SOURCE RECORDS:
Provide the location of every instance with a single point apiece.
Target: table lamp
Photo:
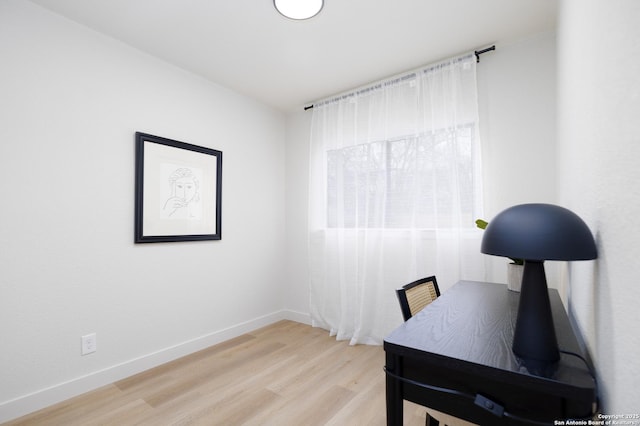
(535, 233)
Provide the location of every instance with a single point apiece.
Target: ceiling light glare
(298, 9)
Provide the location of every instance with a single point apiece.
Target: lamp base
(534, 339)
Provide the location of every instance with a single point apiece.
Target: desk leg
(394, 391)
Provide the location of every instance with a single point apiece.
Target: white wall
(517, 95)
(517, 107)
(599, 148)
(70, 103)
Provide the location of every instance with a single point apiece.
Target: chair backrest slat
(415, 296)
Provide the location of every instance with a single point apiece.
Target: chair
(414, 296)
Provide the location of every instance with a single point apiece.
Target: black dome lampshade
(535, 233)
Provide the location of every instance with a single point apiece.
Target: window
(412, 182)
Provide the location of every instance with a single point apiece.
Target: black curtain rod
(477, 53)
(480, 52)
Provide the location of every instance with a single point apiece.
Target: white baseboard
(43, 398)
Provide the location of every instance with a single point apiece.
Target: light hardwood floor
(284, 374)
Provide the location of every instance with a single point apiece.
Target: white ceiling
(248, 46)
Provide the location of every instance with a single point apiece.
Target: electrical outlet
(89, 344)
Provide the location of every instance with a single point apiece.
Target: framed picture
(178, 191)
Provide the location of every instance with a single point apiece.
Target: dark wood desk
(455, 356)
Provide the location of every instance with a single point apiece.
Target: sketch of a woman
(184, 194)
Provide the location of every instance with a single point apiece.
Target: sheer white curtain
(395, 188)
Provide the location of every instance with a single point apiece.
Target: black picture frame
(178, 191)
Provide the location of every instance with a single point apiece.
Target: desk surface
(463, 341)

WORK ITEM: Set the preceding data down again word for word, omitting images.

TASK RESULT:
Provide the location of every instance with a single point apiece.
Target: table lamp
Photo:
(535, 233)
Provide the location of every instance with a single point apiece.
Target: ceiling light glare
(298, 9)
Provide the location of every instance with a single point apiece.
Target: lamp base
(534, 339)
Provide the location of every instance with a single point apiece.
Target: desk leg
(394, 391)
Provide the location of every instance with a single point apiece.
Target: white wall
(517, 95)
(517, 107)
(599, 148)
(70, 103)
Provide the location of every instance with a single point apiece.
Target: chair backrest slat
(415, 296)
Provide the location of every instance with a single point apiece.
Target: chair
(414, 296)
Provide the location of every instance with a single point apiece.
Target: black dome lampshade
(535, 233)
Provide the location of every instance with a single point apiece.
Target: window
(412, 182)
Provide the location of every instance with a single point apiece.
Target: black curtain rod
(477, 53)
(480, 52)
Provide the location of every instance with a single point apiece.
Target: white baseboard
(43, 398)
Provide the location of every instance with a single point apiece.
Target: light hardwood floor
(284, 374)
Provide the location of every instance with a single point apiece.
Target: white ceiling
(248, 46)
Provide the location of every instance with a single point apiece.
Target: electrical outlet
(89, 344)
Provide the location of every instance with a single point apiece.
Target: framed picture
(178, 191)
Provide the location of every instance with a single point apiece.
Target: dark wood desk
(455, 356)
Provide the location of every instance with a single point apiece.
Target: sketch of a woman
(184, 194)
Provide the location of every instance with a single point apiece.
Target: sheer white curtain
(395, 188)
Provide the location of every instance with a single point apiece.
Target: black picture frame
(178, 191)
Provide the location of every instance with a single point apiece.
Target: desk surface
(463, 341)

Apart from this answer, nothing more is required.